EXERCISE MATERIAL:
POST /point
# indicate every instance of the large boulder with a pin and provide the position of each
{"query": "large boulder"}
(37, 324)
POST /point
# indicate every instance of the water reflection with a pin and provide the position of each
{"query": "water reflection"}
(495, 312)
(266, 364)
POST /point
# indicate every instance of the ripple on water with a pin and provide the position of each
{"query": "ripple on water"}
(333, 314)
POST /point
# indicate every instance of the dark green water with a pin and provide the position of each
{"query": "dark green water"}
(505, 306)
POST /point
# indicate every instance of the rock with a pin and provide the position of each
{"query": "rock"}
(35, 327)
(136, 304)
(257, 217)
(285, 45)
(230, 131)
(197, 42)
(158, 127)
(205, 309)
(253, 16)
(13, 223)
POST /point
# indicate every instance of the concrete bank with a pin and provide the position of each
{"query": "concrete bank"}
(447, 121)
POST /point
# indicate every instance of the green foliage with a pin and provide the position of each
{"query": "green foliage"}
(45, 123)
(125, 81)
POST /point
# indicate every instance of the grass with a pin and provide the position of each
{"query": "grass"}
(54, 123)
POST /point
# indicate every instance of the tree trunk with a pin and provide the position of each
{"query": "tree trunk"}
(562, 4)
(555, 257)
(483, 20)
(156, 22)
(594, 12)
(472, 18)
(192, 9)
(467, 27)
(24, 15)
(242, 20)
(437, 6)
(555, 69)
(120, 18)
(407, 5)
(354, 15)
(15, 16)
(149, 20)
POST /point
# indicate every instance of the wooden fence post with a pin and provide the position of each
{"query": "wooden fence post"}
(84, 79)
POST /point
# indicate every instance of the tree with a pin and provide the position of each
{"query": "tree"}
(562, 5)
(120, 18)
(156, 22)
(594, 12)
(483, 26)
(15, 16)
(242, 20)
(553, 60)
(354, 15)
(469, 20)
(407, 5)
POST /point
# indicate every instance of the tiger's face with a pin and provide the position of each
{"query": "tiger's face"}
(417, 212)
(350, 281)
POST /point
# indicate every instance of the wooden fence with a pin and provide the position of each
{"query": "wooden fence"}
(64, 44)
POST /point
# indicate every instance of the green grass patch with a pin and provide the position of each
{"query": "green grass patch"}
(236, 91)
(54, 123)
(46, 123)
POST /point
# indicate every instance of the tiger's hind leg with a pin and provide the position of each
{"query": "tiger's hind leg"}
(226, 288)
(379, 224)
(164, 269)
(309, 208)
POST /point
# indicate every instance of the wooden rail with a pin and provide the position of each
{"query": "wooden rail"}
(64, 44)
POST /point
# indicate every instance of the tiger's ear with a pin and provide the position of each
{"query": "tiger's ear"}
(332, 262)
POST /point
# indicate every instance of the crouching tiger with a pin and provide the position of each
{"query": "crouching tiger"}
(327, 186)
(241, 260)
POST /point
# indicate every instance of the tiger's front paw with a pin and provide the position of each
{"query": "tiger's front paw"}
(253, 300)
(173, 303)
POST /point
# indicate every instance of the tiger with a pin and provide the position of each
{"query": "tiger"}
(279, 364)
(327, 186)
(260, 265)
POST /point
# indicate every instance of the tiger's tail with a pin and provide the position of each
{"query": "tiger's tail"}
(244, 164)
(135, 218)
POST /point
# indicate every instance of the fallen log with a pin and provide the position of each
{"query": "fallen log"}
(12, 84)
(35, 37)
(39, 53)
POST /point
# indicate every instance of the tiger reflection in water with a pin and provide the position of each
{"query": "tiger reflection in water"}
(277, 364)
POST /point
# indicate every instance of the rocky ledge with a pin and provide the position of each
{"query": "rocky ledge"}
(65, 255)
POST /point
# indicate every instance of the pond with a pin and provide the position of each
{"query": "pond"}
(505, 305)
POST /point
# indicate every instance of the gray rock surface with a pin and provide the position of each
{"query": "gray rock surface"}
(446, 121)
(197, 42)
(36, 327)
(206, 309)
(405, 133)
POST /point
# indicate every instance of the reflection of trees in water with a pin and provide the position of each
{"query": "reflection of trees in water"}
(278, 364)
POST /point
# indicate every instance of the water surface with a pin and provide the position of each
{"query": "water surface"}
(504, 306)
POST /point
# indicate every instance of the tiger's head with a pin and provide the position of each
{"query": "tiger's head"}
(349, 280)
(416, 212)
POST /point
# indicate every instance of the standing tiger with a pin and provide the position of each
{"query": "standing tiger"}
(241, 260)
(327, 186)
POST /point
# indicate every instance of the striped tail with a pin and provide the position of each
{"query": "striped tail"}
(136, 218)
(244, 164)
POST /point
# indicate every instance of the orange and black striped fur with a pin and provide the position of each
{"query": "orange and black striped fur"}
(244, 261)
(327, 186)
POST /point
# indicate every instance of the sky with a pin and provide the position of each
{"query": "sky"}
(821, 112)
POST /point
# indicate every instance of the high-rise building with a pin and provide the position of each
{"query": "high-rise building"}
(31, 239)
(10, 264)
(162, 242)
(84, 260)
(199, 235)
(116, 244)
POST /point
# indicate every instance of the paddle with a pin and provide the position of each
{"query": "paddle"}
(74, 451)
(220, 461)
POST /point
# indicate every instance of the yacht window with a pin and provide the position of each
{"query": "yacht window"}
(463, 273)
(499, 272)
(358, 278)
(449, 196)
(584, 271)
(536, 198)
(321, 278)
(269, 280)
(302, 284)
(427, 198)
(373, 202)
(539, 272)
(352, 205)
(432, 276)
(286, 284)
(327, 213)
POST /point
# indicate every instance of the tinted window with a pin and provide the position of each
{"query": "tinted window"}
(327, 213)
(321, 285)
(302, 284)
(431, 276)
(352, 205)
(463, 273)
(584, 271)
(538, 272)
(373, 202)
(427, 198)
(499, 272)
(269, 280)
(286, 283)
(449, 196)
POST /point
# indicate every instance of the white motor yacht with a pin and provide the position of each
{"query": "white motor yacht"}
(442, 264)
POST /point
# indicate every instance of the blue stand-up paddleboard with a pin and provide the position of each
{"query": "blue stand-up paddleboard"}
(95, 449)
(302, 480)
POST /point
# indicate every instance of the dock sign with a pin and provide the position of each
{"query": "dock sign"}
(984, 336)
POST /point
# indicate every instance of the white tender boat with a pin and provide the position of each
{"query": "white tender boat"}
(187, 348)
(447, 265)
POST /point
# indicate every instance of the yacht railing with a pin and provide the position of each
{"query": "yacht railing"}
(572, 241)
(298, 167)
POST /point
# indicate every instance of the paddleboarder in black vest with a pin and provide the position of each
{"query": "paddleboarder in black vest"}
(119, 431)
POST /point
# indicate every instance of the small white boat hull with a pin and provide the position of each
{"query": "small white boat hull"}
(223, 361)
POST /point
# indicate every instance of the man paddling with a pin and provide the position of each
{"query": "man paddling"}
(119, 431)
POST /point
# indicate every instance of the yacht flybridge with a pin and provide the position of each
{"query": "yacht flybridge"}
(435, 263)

* * *

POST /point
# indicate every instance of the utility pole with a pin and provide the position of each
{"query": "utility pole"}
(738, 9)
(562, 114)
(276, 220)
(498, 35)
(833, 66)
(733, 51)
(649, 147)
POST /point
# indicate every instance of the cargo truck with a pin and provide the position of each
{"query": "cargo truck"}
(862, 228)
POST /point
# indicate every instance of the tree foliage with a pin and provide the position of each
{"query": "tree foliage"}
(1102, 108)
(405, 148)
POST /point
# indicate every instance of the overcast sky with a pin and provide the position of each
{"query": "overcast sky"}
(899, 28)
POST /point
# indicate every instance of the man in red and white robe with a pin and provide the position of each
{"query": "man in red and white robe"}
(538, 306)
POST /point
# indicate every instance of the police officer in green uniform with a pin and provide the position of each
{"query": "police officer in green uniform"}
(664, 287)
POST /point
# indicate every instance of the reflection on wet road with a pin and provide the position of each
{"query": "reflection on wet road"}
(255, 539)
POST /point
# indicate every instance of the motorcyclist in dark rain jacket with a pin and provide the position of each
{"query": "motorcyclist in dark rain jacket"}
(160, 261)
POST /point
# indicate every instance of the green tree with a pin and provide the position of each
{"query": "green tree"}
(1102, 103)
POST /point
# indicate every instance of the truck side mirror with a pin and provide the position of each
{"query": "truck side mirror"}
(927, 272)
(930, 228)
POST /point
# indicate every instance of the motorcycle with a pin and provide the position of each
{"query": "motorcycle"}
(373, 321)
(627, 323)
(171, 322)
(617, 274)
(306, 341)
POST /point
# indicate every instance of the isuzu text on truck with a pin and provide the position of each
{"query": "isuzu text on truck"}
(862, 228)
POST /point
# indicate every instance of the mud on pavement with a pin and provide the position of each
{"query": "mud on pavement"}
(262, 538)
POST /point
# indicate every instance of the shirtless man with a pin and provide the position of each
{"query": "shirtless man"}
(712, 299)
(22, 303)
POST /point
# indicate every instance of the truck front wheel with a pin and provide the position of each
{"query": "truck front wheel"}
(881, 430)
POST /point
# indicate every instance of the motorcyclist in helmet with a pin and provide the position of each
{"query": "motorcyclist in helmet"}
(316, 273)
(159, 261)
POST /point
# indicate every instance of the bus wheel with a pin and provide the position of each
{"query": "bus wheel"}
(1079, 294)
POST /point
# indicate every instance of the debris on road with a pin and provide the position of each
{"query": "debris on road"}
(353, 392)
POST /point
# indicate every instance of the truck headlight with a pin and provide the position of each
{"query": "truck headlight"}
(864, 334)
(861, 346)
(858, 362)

GOAL OF THE EXERCISE:
Locate every line in the data above that contains the word "striped" and copy each such line in full. Treat uppercase and lowercase as distinct.

SOLUTION BELOW:
# indicate every instance of the striped tail with a pin and provide the position of each
{"query": "striped tail"}
# indicate every instance of the orange and black striped fur with a pin and provide the position of each
{"query": "orange and black striped fur"}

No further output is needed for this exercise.